▶ [What to work on]: Write every record out again exactly as shown below.

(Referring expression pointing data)

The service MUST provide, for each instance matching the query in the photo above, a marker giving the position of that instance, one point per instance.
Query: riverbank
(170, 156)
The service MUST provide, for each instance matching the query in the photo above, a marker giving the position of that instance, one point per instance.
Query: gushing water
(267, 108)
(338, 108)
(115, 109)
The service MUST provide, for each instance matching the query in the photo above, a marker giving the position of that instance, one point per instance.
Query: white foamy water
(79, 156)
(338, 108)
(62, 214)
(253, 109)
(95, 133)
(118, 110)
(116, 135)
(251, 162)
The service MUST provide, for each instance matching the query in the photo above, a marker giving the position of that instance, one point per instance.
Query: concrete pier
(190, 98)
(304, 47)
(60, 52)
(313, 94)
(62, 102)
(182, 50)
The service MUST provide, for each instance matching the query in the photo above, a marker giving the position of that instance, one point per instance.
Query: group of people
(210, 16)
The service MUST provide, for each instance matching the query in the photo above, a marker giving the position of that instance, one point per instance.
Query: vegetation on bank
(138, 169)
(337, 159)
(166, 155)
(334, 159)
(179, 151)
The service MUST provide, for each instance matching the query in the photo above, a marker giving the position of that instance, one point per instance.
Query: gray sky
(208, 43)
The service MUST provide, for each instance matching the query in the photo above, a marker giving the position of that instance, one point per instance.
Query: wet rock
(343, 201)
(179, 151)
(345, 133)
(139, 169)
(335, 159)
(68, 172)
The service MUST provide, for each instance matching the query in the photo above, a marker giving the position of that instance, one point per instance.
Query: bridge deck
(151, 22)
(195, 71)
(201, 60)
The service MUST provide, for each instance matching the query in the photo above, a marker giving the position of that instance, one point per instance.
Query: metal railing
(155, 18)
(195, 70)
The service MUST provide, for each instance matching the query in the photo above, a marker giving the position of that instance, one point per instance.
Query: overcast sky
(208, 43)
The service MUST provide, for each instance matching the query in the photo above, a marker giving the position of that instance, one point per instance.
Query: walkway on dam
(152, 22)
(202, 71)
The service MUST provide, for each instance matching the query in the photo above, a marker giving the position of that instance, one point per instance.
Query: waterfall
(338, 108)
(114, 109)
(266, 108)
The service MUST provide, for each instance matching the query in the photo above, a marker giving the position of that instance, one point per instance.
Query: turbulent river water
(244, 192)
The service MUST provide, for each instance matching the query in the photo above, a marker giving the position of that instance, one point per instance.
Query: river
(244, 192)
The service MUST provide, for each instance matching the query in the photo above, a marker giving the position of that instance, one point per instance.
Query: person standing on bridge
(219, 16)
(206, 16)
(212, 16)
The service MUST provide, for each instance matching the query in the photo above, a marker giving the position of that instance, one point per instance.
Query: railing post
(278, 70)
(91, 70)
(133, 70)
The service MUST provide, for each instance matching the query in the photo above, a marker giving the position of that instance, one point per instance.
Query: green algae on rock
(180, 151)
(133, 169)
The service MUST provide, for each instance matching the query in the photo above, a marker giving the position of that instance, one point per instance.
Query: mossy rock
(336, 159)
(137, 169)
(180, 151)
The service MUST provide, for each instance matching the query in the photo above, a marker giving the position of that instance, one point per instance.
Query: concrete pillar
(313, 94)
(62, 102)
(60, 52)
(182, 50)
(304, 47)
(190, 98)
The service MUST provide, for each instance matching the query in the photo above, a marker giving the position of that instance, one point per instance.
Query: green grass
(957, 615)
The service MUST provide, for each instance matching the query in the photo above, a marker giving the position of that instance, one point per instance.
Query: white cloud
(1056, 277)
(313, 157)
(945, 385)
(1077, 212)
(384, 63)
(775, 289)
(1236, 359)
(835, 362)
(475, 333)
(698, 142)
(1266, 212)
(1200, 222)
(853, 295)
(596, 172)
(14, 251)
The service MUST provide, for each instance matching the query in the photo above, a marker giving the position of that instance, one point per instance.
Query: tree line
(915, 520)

▶ [Exercise solution]:
The service MUST provide, for each instance matching the query in the photo above, a marker giving the position of that instance, one point per instance.
Query: riverbank
(170, 156)
The service MUST provide, for each instance matching the query in the photo above, a marker giving the position of that instance, one point per instance.
Query: gushing water
(267, 108)
(338, 108)
(115, 109)
The service MUST provide, for each instance matching the query in the photo above, a marker giving the position of that instance, one point per instance.
Query: white foamy water
(79, 156)
(338, 108)
(62, 214)
(253, 109)
(95, 133)
(118, 110)
(116, 135)
(251, 162)
The service MUST provide, for each instance matching the query in the photo above, a marker giving the position of that instance, one point per instance.
Query: concrete pier
(190, 98)
(304, 47)
(60, 52)
(313, 94)
(62, 102)
(182, 50)
The service MUST provide, for each instance matching the query in the photo above, a marker giving the position of that instance, one point per instance.
Query: group of people
(210, 16)
The service MUST provide, for each instance matching the query in the photo above, a marker giving the position of that instance, one point per instance.
Query: vegetation on bank
(138, 169)
(337, 159)
(166, 155)
(334, 159)
(179, 151)
The service MUST provide, for each instance matching the query in the photo above, a marker giving the position of that instance, one point per instance.
Query: gray sky
(208, 43)
The service MUST provide, for each instance matching the query in the photo above, a marker giving the position of that instance, one point per instance.
Query: wet rock
(343, 201)
(179, 151)
(345, 133)
(139, 169)
(335, 159)
(68, 172)
The service MUST provide, for each instance matching the query in the photo above, a marker giving the position of that instance, one point per instance.
Query: bridge deck
(151, 22)
(195, 71)
(201, 60)
The service MUST provide, for each instance matching the query in the photo above, a marker giving the position of that instance, one point per instance.
Query: metal railing
(155, 18)
(195, 70)
The service MUST provide, for each instance matching the query in the photo above, a marker giving the position of that instance, one point per instance.
Query: overcast sky
(208, 43)
The service MUST provide, for each instance matching the query in the photo above, a marker giving the position of that instance, one point per instance.
Query: walkway on dam
(152, 22)
(202, 71)
The service MUST provide, for each instance matching the query in the photo above, a marker giving the position of that instance, one point per instance.
Query: waterfall
(338, 108)
(114, 109)
(266, 108)
The service MUST provide, for each instance matching the query in the photo above, a marker giving the position of that instance, one point per instance.
Query: turbulent river water
(244, 192)
The service MUST provide, for each instance matching the query in the photo above, a marker giving the position of that instance, one point per instance.
Query: river
(244, 192)
The service MUST provide, for each instance matching the query in the photo above, a marker giving the position of that instance, one point per instance.
Query: person standing on bridge
(219, 16)
(206, 16)
(212, 16)
The service MUST provide, for each instance matching the query in the photo above, a marker giving the position of that instance, one point per instance.
Query: railing post
(278, 70)
(91, 70)
(133, 70)
The service MUST provide, for each instance matching the query in the photo above, a marker giving the position of that instance, one point per instance.
Query: green algae on rock
(180, 151)
(133, 169)
The service MUST provide, for each instance matching the query in the photo above, a marker giving the position of that instance, one point per instance.
Query: mossy rock
(336, 159)
(137, 169)
(180, 151)
The service MUST provide, for each instance matching the query in the photo above, a marker giving the position of that instance, one point per instance.
Query: concrete pillar
(313, 94)
(62, 102)
(60, 52)
(182, 50)
(304, 47)
(190, 98)
The service MUST provide, for each instance matching the query in the photo above, a marker giving the position of that instance, one point per instance.
Query: green grass
(957, 615)
The service MUST provide, for each instance matching the query in the photo above, a marker giving the position of that instance, one point per instance.
Query: white cloud
(1056, 277)
(313, 157)
(945, 385)
(1077, 212)
(384, 63)
(775, 289)
(1236, 359)
(835, 362)
(475, 333)
(698, 142)
(1266, 212)
(1200, 222)
(853, 295)
(596, 172)
(14, 251)
The service MUST provide, for each instance matching the query in the photo above, a marker giving the position of that instance, one point per instance.
Query: tree line
(915, 520)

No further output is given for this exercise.